(Records from a data collection)
▶

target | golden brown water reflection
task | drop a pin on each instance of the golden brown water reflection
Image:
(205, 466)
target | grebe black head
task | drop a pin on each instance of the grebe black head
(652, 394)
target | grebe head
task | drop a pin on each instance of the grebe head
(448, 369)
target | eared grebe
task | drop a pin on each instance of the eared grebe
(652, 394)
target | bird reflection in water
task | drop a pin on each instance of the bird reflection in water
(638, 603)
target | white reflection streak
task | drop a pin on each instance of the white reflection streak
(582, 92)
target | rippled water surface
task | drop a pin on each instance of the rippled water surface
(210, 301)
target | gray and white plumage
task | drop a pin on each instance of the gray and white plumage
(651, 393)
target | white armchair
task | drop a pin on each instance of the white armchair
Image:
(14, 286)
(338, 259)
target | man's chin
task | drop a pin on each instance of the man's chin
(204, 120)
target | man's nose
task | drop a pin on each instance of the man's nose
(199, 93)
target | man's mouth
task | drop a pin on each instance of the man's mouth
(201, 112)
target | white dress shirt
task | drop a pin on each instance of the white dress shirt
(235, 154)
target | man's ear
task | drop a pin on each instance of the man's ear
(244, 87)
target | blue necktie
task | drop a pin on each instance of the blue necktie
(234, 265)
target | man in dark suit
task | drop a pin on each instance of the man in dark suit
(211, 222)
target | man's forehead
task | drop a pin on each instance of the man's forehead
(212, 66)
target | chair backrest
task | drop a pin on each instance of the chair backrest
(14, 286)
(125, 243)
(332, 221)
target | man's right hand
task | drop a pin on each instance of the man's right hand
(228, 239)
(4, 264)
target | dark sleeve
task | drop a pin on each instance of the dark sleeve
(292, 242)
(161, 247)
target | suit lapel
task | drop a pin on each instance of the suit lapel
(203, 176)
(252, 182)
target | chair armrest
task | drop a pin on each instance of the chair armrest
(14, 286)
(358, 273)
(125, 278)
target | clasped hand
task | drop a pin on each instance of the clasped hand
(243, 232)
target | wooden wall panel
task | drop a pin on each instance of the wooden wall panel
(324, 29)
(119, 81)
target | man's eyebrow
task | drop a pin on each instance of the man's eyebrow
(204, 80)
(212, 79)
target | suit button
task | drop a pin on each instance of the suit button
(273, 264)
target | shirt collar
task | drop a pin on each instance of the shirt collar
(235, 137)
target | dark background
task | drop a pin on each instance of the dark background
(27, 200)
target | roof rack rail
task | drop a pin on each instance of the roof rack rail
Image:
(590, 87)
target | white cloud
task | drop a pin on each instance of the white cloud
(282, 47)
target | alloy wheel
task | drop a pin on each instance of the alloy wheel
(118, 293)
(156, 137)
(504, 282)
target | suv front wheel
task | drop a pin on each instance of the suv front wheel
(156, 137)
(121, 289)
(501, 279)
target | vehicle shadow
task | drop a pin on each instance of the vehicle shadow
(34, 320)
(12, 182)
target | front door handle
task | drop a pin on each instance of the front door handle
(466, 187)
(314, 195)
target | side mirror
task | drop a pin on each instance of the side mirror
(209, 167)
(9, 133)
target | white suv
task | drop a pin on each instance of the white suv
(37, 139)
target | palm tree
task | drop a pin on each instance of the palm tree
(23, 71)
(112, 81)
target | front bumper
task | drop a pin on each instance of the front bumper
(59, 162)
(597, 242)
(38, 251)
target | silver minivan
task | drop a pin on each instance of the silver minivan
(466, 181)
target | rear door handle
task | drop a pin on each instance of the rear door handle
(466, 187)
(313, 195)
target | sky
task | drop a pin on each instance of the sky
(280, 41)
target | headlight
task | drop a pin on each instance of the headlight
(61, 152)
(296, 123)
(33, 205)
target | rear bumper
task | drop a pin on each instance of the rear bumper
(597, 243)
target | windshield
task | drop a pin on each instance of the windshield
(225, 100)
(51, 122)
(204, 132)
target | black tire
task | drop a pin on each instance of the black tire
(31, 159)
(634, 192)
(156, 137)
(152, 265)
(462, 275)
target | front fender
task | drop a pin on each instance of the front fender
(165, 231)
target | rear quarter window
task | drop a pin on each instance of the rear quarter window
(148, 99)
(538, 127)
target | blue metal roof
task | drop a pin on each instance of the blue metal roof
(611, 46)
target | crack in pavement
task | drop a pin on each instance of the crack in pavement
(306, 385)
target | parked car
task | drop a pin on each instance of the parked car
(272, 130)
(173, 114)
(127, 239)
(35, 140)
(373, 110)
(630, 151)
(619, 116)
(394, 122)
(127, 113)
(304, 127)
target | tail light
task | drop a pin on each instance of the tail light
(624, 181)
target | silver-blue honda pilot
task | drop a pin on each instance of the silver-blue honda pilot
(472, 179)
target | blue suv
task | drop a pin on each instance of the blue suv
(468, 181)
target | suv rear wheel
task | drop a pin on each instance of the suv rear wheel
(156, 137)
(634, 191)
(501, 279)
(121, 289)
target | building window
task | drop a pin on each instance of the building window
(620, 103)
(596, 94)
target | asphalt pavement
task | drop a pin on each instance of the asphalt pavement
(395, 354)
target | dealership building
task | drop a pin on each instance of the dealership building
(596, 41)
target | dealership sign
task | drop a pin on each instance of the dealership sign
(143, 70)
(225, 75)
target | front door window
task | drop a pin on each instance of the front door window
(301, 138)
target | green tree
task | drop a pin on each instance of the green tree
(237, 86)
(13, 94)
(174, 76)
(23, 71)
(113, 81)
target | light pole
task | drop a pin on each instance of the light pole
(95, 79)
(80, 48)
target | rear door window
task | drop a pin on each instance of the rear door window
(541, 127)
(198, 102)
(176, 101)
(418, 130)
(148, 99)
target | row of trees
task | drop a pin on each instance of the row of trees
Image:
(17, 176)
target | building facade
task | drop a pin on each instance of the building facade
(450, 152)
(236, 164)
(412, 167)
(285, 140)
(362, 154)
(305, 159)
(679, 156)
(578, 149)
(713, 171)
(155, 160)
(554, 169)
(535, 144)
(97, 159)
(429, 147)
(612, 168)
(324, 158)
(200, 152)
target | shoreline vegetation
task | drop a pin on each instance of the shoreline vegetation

◀
▶

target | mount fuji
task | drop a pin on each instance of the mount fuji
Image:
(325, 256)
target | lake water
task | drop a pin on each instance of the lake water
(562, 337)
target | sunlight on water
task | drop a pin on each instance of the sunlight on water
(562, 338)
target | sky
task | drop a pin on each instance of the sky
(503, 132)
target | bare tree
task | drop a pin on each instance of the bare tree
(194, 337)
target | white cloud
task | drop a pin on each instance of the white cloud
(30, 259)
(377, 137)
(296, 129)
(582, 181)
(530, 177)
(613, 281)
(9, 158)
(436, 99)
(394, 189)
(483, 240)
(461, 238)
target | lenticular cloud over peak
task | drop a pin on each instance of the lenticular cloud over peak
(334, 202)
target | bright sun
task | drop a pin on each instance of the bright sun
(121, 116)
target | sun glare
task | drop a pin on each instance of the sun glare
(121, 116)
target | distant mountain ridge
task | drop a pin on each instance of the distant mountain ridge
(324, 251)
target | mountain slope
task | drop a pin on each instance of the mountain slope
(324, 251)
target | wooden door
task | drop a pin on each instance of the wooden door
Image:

◀

**ABOUT THIS EXERCISE:**
Print, from the entries above, the line with "task | drop a pin on each instance of the golden", the line with "target | white armchair" and all lines between them, exactly and with nothing else.

**RESULT:**
task | drop a pin on each instance of the golden brown water reflection
Image:
(205, 466)
target | grebe black head
task | drop a pin on each instance of the grebe black head
(652, 394)
target | grebe head
task | drop a pin on each instance of the grebe head
(448, 369)
target | eared grebe
task | drop a pin on each instance of the eared grebe
(652, 394)
target | bird reflection in water
task | drop a pin on each instance of the bird reflection in water
(638, 603)
target | white reflection streak
task | drop a pin on each instance of the white reflection streak
(582, 92)
target | rippled water surface
task | drop a pin on each instance of the rippled water surface
(210, 301)
target | gray and white plumage
task | drop a pin on each instance of the gray and white plumage
(651, 393)
target | white armchair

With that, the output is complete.